Text section:
++++++++
There are times when you look at your house from a distance and you become curious about the kind of people you have become while living there. What would someone’s silhouette – your silhouettes – across the window look like or suggest? Purposeful living? Domestic contentment? A thoughtful engagement with another day’s duties and opportunities?

There might be times when you look at your house from a distance and you become curious about when the chance or the need to imagine other scenarios for your life will occur. You attend neighborhood meetings, and you wonder whether you might one day no longer be the sort of people who would enjoy living here. You watch economic indicators and oil bills, and you wonder whether you might one day no longer be the sort of people who could afford living here.

Really, though, you have few doubts that there will be many more reasons for joy, many more opportunities for love awaiting you in the months and years ahead as you walk home on a winter afternoon, short cappuccino and skinny latte in hand.

Wednesday, February 6, 2008

Ash Wednesday

What is there to draw and hold the attention of a visitor to a cemetery –  especially if no one he knows either by acquaintance or by reputation lies buried there?

I recently sat in the living room and re-read for the first time in years what had been a favorite poem in high school, “Elegy Written in a Country Churchyard.” In my lap lay a volume of English poetry that I have owned for over thirty years, and I gave in to the lure of the opening lines of Thomas Gray’s masterpiece:

The curfew tolls the knell of parting day,
The lowing herd winds slowly o'er the lea,
The ploughman homeward plods his weary way,
And leaves the world to darkness and to me.
++++++++
Written tasks:
**1)** Answer these questions using the excerpt, one line each:
(a) What two drinks are in hand during the walk home on a winter afternoon?
(b) How long has the volume of English poetry been owned?
(c) What is the title of the poem that was re-read in the living room?
**2)** The excerpt asks what a silhouette across the window might suggest. List every possibility it names.
**3)** Reproduce the passage from the excerpt, everything from "Ash Wednesday" down to "darkness and to me.".

Data:
++++++++
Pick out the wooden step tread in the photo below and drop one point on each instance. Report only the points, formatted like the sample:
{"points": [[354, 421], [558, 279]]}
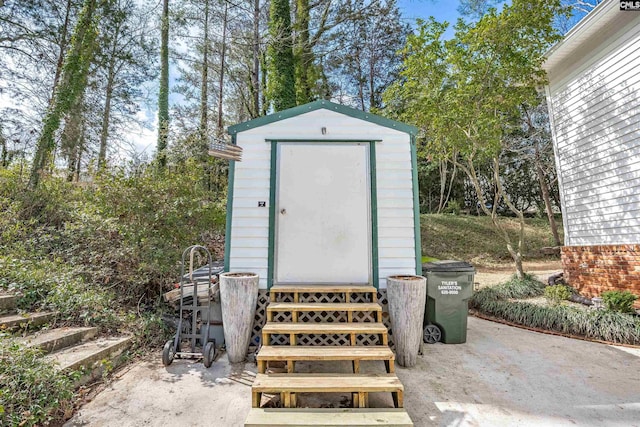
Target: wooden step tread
{"points": [[310, 417], [91, 353], [298, 352], [312, 306], [324, 328], [58, 338], [326, 383], [34, 319], [322, 288]]}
++++++++
The results:
**1)**
(a) A short cappuccino and a skinny latte.
(b) For over thirty years.
(c) "Elegy Written in a Country Churchyard."

**2)**
Purposeful living
Domestic contentment
A thoughtful engagement with another day's duties and opportunities

**3)**
Ash Wednesday

What is there to draw and hold the attention of a visitor to a cemetery –  especially if no one he knows either by acquaintance or by reputation lies buried there?

I recently sat in the living room and re-read for the first time in years what had been a favorite poem in high school, “Elegy Written in a Country Churchyard.” In my lap lay a volume of English poetry that I have owned for over thirty years, and I gave in to the lure of the opening lines of Thomas Gray’s masterpiece:

The curfew tolls the knell of parting day,
The lowing herd winds slowly o'er the lea,
The ploughman homeward plods his weary way,
And leaves the world to darkness and to me.